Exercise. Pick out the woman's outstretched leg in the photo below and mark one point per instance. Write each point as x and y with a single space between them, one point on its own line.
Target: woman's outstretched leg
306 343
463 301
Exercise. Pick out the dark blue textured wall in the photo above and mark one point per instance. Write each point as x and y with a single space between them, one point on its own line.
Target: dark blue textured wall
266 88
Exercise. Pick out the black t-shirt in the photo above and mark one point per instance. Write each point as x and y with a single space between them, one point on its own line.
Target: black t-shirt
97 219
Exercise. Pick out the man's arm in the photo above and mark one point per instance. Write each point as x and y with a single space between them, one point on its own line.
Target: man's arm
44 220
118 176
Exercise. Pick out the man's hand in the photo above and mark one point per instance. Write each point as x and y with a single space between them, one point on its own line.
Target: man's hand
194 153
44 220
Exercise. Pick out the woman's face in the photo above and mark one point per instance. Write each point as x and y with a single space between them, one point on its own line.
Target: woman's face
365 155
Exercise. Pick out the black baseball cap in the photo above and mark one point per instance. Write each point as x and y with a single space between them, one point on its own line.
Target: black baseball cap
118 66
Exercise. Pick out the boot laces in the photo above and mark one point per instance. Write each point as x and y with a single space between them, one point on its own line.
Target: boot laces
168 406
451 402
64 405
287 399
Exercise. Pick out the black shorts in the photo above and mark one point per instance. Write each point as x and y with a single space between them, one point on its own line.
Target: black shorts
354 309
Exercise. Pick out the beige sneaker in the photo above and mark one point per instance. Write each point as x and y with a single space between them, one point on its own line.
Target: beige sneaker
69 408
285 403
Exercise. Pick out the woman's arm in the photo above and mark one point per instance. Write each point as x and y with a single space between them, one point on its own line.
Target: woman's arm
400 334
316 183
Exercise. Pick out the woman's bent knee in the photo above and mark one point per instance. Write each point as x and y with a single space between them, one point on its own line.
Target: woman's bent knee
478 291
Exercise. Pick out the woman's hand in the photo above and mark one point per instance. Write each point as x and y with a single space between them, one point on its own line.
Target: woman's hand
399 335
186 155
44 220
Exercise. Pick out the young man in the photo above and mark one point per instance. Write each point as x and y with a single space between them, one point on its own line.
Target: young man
++++++++++++++++++++
TASK INSTRUCTIONS ▸
Rewrite every line of the data between the line containing "Exercise. Pick out the woman's face" and the end of the data, inclusive, adding 16 to each coordinate value in the answers and leaving everything else unchanged.

RESPONSE ▸
Exercise. Pick out the woman's face in the photo above and mark one point per instance. Write each point as x and y with a single space between them, one point on its own line.
Target: woman's face
381 171
Exercise. Pick out the black baseball cap in the photo above and mark one point per instance. Write each point as x and y with a single space between them, one point on its own line.
Target: black baseball cap
134 82
Exercise. Pick out the boot laces in the photo above and mark one point per instance. Write each point as x and y with a single space between them, one point on its own line.
Target: boot laces
184 422
467 418
80 421
303 415
Exercise. Pick out the black shorts in the photo above and mark one point per instance. Write each point as x and y with a single space between them, one point on its own line.
Target: black shorts
370 325
Exercise. Pick out the beige sneaker in the photo above and mark one point per instance. Write each point as x and y with a single space between them, one point on its own line.
Target: beige sneaker
85 424
301 419
Exercise. Pick out the woman's arm in the photo above and mark one point per instance. Write each point as x and y with a single space between them, one point on its own line.
Target: woman's arm
416 350
332 199
Exercise. Pick out the woman's bent knee in the photo above and mark one point per instance. Write each point as x and y with a single space between them, one point on its own line.
Target: woman's bent knee
494 307
Exercise. Pick out the woman's hand in the photo above and mark one point per instance. Write each point as x and y with a single space between them, one point on its own line.
Target: woman's hand
415 351
202 171
60 236
Exercise. Pick out the young man in the photo above and mark one point per instance. Write each point as x and y with a single space between them, one point on its own line.
Target: young man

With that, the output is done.